▶ RECORDS FOR PROCESSING
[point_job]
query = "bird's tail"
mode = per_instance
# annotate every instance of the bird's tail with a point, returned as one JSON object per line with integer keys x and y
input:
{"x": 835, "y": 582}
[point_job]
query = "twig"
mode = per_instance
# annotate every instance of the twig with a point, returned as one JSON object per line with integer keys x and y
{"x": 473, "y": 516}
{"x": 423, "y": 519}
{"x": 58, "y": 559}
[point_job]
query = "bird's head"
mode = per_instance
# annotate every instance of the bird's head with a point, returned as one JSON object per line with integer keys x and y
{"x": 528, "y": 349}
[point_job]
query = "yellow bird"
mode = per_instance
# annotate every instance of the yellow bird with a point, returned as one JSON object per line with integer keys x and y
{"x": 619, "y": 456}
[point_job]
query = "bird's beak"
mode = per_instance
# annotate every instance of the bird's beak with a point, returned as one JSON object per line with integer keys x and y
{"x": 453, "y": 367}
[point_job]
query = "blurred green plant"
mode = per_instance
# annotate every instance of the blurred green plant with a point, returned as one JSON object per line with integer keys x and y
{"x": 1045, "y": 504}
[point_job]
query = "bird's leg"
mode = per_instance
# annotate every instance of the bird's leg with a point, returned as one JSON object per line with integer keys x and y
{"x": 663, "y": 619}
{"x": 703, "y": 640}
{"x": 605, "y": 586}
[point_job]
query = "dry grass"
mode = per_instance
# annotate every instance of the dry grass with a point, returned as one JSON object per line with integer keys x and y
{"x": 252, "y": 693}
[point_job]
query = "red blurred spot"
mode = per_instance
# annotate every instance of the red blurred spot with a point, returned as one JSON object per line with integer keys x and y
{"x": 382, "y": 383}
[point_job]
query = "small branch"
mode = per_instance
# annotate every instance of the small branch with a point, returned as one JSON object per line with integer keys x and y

▶ PROBLEM TO WORK ON
Rewrite the listing above with every "point_job" changed to "point_task" and nothing else altered.

▶ FULL SOLUTION
[point_task]
query = "bird's tail"
mode = per_instance
# annotate every instance of the bird's tail with a point, returned as one JSON object per line with integer keys x and y
input:
{"x": 835, "y": 582}
[point_task]
query = "twig"
mode = per_instance
# annotate every instance of the twig with a point, returned as one JSON object per line with integer keys x and y
{"x": 473, "y": 516}
{"x": 423, "y": 519}
{"x": 58, "y": 559}
[point_task]
query = "bird's head"
mode = per_instance
# annotate every instance of the bird's head with a point, returned as one JSON object per line with integer keys x and y
{"x": 528, "y": 349}
[point_task]
query = "yellow bird"
mode = per_instance
# annotate every instance of the yellow bird with a point, returned as one JSON object per line with integer keys x and y
{"x": 619, "y": 456}
[point_task]
query = "bird's beak"
mode = per_instance
# annotate every instance of the bird's beak with a point, returned as one JSON object per line with integer keys x and y
{"x": 453, "y": 367}
[point_task]
query = "blurred green plant"
mode = per_instance
# annotate every instance of the blurred green plant with a point, returned as one JSON object per line with integer keys x and y
{"x": 1045, "y": 504}
[point_task]
query = "bird's leg"
mode = per_instance
# annotate every instance of the bird's leg with a point, returned as one JSON object per line with integer keys x and y
{"x": 663, "y": 619}
{"x": 703, "y": 640}
{"x": 605, "y": 586}
[point_task]
query = "dry grass"
mode = per_instance
# annotate every instance of the dry grass with a point, returned as one JSON object per line with integer keys x and y
{"x": 252, "y": 693}
[point_task]
query = "red blurred spot"
mode = per_instance
# annotate every instance of the red blurred spot with a point, returned as one JSON object per line with integer keys x and y
{"x": 382, "y": 383}
[point_task]
query = "small branch"
mode = per_instance
# annotate every instance of the small branch with a point, returned as one JSON object per line with integer keys x and y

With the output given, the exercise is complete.